- ABOUT THIS TASK -
Your task is to output, without alteration, each line from the one containing "of man's neck" through the final line of the records below.

==== SUPPLIED RECORDS ====

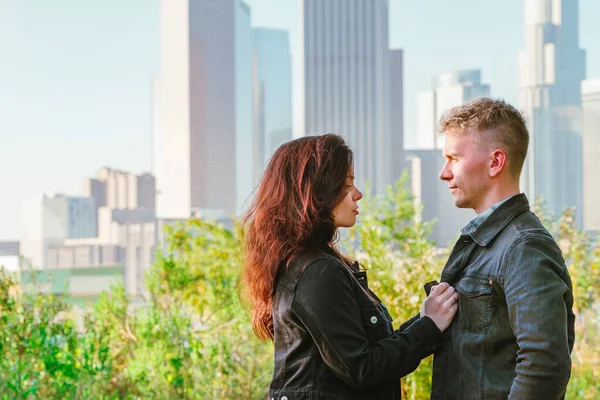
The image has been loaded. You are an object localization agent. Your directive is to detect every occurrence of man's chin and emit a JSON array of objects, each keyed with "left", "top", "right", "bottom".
[{"left": 454, "top": 199, "right": 469, "bottom": 209}]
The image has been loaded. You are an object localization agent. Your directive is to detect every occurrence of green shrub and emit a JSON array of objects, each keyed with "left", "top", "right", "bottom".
[{"left": 0, "top": 177, "right": 597, "bottom": 399}]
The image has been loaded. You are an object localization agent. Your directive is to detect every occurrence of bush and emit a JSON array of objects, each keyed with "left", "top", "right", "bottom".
[{"left": 0, "top": 177, "right": 597, "bottom": 398}]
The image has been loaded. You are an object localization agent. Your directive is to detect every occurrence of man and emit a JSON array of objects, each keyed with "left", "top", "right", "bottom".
[{"left": 430, "top": 97, "right": 575, "bottom": 399}]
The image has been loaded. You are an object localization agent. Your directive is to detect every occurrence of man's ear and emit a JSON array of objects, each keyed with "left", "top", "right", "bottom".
[{"left": 489, "top": 149, "right": 507, "bottom": 178}]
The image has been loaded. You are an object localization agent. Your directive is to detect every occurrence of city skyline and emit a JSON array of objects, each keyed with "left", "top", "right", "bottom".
[
  {"left": 252, "top": 27, "right": 293, "bottom": 181},
  {"left": 301, "top": 0, "right": 394, "bottom": 192},
  {"left": 2, "top": 0, "right": 600, "bottom": 240},
  {"left": 519, "top": 0, "right": 586, "bottom": 224},
  {"left": 154, "top": 0, "right": 254, "bottom": 219}
]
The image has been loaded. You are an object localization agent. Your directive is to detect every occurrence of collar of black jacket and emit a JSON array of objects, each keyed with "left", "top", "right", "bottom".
[{"left": 465, "top": 193, "right": 531, "bottom": 247}]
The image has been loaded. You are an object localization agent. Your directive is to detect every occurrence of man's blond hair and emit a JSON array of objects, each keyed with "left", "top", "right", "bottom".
[{"left": 439, "top": 97, "right": 529, "bottom": 179}]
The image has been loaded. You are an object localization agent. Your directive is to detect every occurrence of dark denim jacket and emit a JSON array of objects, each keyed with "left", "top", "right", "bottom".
[
  {"left": 269, "top": 248, "right": 443, "bottom": 400},
  {"left": 430, "top": 194, "right": 575, "bottom": 400}
]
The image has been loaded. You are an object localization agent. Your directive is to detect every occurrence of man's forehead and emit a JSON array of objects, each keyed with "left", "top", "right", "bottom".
[
  {"left": 442, "top": 133, "right": 461, "bottom": 151},
  {"left": 443, "top": 131, "right": 481, "bottom": 154},
  {"left": 442, "top": 146, "right": 459, "bottom": 157}
]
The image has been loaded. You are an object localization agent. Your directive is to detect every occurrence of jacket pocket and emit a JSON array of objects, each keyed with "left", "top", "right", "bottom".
[
  {"left": 270, "top": 387, "right": 349, "bottom": 400},
  {"left": 455, "top": 276, "right": 494, "bottom": 333},
  {"left": 359, "top": 304, "right": 389, "bottom": 342}
]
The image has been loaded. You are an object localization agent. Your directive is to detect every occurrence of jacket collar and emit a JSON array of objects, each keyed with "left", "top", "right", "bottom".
[{"left": 464, "top": 193, "right": 531, "bottom": 247}]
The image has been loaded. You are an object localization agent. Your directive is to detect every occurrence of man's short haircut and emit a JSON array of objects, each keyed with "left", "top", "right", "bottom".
[{"left": 439, "top": 97, "right": 529, "bottom": 179}]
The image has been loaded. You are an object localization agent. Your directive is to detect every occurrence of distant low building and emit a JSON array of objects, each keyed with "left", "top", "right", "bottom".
[
  {"left": 20, "top": 194, "right": 96, "bottom": 269},
  {"left": 48, "top": 207, "right": 156, "bottom": 299},
  {"left": 0, "top": 241, "right": 20, "bottom": 272},
  {"left": 582, "top": 78, "right": 600, "bottom": 233},
  {"left": 20, "top": 265, "right": 124, "bottom": 307}
]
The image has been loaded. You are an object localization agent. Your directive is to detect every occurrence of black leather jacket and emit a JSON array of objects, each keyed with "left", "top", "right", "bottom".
[{"left": 269, "top": 247, "right": 443, "bottom": 400}]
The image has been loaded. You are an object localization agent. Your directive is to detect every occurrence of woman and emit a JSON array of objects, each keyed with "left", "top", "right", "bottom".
[{"left": 242, "top": 134, "right": 457, "bottom": 400}]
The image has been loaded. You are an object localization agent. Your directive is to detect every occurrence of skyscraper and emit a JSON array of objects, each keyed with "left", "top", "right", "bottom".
[
  {"left": 235, "top": 2, "right": 254, "bottom": 213},
  {"left": 519, "top": 0, "right": 586, "bottom": 222},
  {"left": 412, "top": 69, "right": 490, "bottom": 150},
  {"left": 300, "top": 0, "right": 392, "bottom": 193},
  {"left": 581, "top": 78, "right": 600, "bottom": 232},
  {"left": 252, "top": 27, "right": 292, "bottom": 181},
  {"left": 154, "top": 0, "right": 254, "bottom": 219},
  {"left": 390, "top": 49, "right": 405, "bottom": 180}
]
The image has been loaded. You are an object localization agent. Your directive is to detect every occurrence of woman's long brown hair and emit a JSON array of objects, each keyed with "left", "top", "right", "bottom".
[{"left": 241, "top": 134, "right": 353, "bottom": 341}]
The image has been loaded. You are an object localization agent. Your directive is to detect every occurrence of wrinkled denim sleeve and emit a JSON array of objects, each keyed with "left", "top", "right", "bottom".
[{"left": 502, "top": 235, "right": 575, "bottom": 400}]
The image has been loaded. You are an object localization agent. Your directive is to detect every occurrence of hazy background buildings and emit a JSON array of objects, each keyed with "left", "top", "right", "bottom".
[
  {"left": 519, "top": 0, "right": 587, "bottom": 225},
  {"left": 581, "top": 78, "right": 600, "bottom": 233},
  {"left": 2, "top": 0, "right": 600, "bottom": 299}
]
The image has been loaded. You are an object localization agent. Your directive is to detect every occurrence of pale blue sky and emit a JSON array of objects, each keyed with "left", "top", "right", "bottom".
[{"left": 1, "top": 0, "right": 599, "bottom": 240}]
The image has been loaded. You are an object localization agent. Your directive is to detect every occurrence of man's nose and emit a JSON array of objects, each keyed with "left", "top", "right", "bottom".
[{"left": 439, "top": 162, "right": 452, "bottom": 181}]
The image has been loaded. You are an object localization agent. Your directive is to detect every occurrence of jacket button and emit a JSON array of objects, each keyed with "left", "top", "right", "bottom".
[{"left": 370, "top": 316, "right": 378, "bottom": 324}]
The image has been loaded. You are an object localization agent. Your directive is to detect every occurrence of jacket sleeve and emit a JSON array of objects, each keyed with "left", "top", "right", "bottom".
[
  {"left": 502, "top": 235, "right": 575, "bottom": 400},
  {"left": 397, "top": 313, "right": 438, "bottom": 360},
  {"left": 397, "top": 314, "right": 420, "bottom": 332},
  {"left": 291, "top": 259, "right": 442, "bottom": 389}
]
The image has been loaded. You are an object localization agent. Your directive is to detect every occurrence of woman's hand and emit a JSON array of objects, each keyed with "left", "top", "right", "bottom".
[{"left": 420, "top": 282, "right": 459, "bottom": 332}]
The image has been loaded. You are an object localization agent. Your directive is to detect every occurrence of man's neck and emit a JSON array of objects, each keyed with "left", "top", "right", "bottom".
[{"left": 475, "top": 186, "right": 520, "bottom": 215}]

====

- ANSWER SECTION -
The image has been loaded. You are an object localization agent. Your directive is to detect every occurrence of man's neck and emit a JSON array of objects, each keyed with "left", "top", "right", "bottom".
[{"left": 475, "top": 186, "right": 520, "bottom": 215}]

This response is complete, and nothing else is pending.